---------- Input material
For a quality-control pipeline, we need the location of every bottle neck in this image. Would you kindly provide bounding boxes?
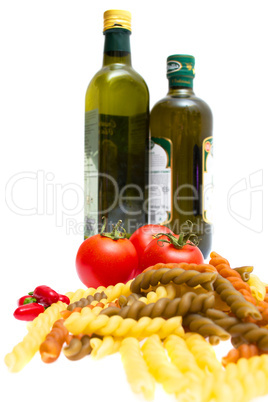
[167,73,194,94]
[168,85,195,97]
[103,28,132,66]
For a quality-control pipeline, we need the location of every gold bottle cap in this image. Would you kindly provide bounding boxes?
[103,10,131,32]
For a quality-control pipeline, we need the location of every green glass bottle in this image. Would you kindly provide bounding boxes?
[84,10,149,238]
[149,55,213,258]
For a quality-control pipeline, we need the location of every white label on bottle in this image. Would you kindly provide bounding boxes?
[84,109,99,237]
[149,138,172,225]
[202,136,213,224]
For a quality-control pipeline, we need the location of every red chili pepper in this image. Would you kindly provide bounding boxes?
[57,294,70,305]
[17,295,37,306]
[13,303,45,321]
[30,285,59,307]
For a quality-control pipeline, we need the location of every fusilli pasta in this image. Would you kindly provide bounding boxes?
[63,335,92,360]
[120,337,155,400]
[5,301,66,372]
[39,318,70,363]
[213,274,261,320]
[101,292,215,320]
[130,268,217,294]
[141,334,189,395]
[64,308,184,339]
[90,335,122,359]
[222,344,260,366]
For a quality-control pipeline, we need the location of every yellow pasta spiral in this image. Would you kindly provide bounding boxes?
[120,337,155,400]
[139,284,177,304]
[185,332,223,374]
[90,336,122,359]
[64,308,184,339]
[67,281,132,304]
[216,355,268,402]
[141,334,189,395]
[5,301,66,372]
[164,334,206,400]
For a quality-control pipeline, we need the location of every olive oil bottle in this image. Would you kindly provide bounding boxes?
[149,55,213,258]
[84,10,149,238]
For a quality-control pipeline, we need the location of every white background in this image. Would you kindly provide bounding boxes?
[1,0,267,401]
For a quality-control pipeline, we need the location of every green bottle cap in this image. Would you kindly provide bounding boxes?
[167,55,195,88]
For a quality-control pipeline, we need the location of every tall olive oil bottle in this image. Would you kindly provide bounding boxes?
[84,10,149,238]
[149,55,213,258]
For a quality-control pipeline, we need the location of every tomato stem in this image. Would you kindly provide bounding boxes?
[100,216,127,240]
[155,220,199,249]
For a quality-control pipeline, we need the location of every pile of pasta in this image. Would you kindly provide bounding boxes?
[5,251,268,401]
--------------------
I need exact copies of the lines from the one holding "of every olive" through the end of the records above, and nothing beyond them.

Output of the exercise:
For a quality-control pipeline, we need the location of every olive oil bottle in this image. Would you kindly provide bounding boxes?
[149,55,213,258]
[84,10,149,238]
For a quality-control pipeline, we need the location of every white background in this image. Would you kindly provide bounding boxes?
[1,0,267,401]
For a quality-control pipeline, we need the location of every green bottle cap in this image. Would you kindly provide bounding boxes?
[167,55,195,88]
For a quality-control pipeline, we need the location of every tall olive oil bottle in this image. Would you kindly provide bounding boxes?
[84,10,149,238]
[149,55,213,258]
For a quality-control pipeline, we need the location of every tomato stem in this image. Would you kindly provide bounding boxes?
[100,216,127,240]
[155,220,199,249]
For a quality-control pipeline, we need the location of every pile of pasta in this image. Would you kindly provide bounding boxes?
[5,251,268,401]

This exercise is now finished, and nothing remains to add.